[GIVEN PROBLEM 1] Count the lines in the records below that contain the string "blue". Reply with the number only.

This routine assumes that there are two reference catalogs available, one for astrometric and the other for photometric purposes; the directories containing these references, and their names, are defined in refcat.param. The function scans the list of images taken during a night to figure out the area(s) needed for reductions. It then selects from each catalog only stars which fall in the area(s) and puts them into files for later use.

One may use the same reference catalog for both purposes. The pipeline will always create two separate subsets, even if is given a single reference source.

Note that it may take a significant length of time to run. On my test machine (Intel 633 MHz CPU, 512 MB RAM), the refcat procedure takes about 20 minutes (!) to scan through a big reference catalog (the big subset of the Tycho-2 catalog mentioned above, with about 1.5 million stars), and pick out several hundred stars needed to reduce a set of 4 target fields. Therefore, I have added a Perl script, refcat.pl, which duplicates the action of the refcat.tcl TCL script. The Perl script runs about four times faster on my machine. The pipeline will first attempt to run the Perl script; if it fails, then the pipeline tries the TCL script. This is the only use of Perl in the pipeline so far.


Creating a master dark image

The script makedark.tcl creates "master" dark frames for each camera, and for each exposure time. In a typical Mark IV observing program, this might mean 4 "master" darks:

The routine looks at the list of exposures created by the make_list procedure to determine the number of master darks needed, and which raw darks should be used to create each.

Note that Mark IV data disks created in late 2000/early 2001 by Tom Droege have a small problem with the exposure times recorded in the FITS headers. Exposures are supposed to have a few, common, round exposure times -- for example, 100 seconds for all images during the night. However, the data acquisition program records the exposure time with a small random offset: say, 99.4 seconds for one image, 100.4 seconds for the next. As far as we can tell, the actual exposure times may actually be 100.0 seconds. Therefore, the current pipeline rounds the exposure times recorded in the FITS headers to the nearest 10 seconds, and uses those rounded times for all subsequent processing.

[GIVEN PROBLEM 2] Write what comes next in the text above about the data reduction pipeline, picking up right after its last sentence.

[RECORDS FOR THE EXERCISE]

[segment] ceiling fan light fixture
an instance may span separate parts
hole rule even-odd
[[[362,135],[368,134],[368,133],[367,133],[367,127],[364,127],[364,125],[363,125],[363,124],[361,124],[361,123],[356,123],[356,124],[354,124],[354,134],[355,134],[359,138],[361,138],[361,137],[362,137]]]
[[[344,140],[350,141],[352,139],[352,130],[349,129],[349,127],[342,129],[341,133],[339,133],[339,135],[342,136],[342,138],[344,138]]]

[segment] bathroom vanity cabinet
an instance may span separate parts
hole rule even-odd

==

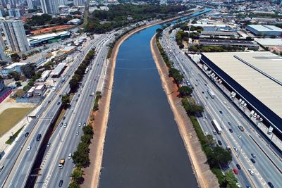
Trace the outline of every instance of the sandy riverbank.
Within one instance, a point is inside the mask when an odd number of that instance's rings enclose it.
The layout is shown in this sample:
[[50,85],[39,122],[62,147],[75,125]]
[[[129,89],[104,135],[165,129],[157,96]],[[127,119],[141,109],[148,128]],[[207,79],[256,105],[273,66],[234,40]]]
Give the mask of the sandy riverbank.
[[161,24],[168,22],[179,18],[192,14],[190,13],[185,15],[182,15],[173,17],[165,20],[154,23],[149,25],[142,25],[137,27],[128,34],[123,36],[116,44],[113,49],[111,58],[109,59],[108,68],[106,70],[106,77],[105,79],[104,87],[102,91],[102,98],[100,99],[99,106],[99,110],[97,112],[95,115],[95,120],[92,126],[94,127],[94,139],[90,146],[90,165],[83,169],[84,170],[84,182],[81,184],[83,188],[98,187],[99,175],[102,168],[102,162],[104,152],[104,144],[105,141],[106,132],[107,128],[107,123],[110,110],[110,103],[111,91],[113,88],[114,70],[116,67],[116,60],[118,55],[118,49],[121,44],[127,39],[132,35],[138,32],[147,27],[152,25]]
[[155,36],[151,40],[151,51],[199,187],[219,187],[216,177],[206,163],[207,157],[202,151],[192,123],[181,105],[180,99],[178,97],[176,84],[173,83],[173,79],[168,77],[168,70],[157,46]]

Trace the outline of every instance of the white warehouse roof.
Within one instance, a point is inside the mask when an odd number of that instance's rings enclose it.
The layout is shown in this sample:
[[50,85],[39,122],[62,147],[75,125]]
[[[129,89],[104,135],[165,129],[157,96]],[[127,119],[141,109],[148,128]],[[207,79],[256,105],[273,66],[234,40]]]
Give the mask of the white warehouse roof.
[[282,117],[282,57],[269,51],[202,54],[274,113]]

...

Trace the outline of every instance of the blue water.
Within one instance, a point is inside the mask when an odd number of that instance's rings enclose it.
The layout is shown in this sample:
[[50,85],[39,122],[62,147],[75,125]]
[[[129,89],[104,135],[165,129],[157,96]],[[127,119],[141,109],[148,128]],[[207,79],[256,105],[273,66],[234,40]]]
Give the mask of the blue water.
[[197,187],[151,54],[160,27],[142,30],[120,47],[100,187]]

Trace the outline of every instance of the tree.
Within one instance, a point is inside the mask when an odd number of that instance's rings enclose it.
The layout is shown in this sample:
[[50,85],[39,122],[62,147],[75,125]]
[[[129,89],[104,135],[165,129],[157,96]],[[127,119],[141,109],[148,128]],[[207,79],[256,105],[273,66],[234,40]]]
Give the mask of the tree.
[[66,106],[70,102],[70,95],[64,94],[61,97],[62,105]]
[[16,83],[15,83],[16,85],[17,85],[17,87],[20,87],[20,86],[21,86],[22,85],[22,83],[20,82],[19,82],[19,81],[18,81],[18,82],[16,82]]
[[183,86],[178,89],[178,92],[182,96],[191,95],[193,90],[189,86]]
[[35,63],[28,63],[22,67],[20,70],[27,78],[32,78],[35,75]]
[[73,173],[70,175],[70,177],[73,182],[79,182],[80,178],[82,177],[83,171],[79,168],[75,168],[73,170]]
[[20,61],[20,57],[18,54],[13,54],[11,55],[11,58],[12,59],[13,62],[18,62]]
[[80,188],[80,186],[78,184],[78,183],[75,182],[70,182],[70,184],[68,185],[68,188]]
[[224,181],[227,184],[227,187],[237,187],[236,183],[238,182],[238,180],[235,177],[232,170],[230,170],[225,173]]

[RESPONSE 1] 2

[RESPONSE 2]
This procedure calls the XVista program median to combine a set of raw dark frames into a single master dark frame. The median program looks at the values in all the input images for a given pixel (say, pixel [50, 100]). It sorts these input values and selects the median: if there are an odd number, 2*N + 1, of input values, it chooses value (N + 1); if there are an even number, 2*N, of input values, it chooses value N. It then places this median value into the given pixel of the output, "master" dark frame.

The output "master" dark frames have names with three pieces, separated by underscores:

      prefix_V_15.fts
where

In the course of later reductions of target images, the pipeline will search for a "master" dark frame which matches a target image's camera and exposure time. It will then subtract that "master" dark from the target image as a first step in the reductions.


Creating a master flatfield image

The script makeflat.tcl contains a routine which creates a "master" flatfield image and a "master" mask of bad regions for each camera, There are two ways to generate a master flatfield, depending on the value of parameter in the make_flat.param file.

twisky flats:
Combine (slightly processed) target frames to generate a "night sky flatfield." Unless there are many different fields, it is likely that the resulting image will contain residuals at the positions of stars in some of the frames. Set twisky_flats parameter to "1" to select this option.

lightbox flats:
Combine special images of a grey card or uniformly illuminated screen. Set twisky_flats parameter to "0" to select this option; and, of course, you'll need to take a special set of flatfield images, too. The flatfield images must have
            IMAGETYP='flat'
in the FITS header to be recognized automatically.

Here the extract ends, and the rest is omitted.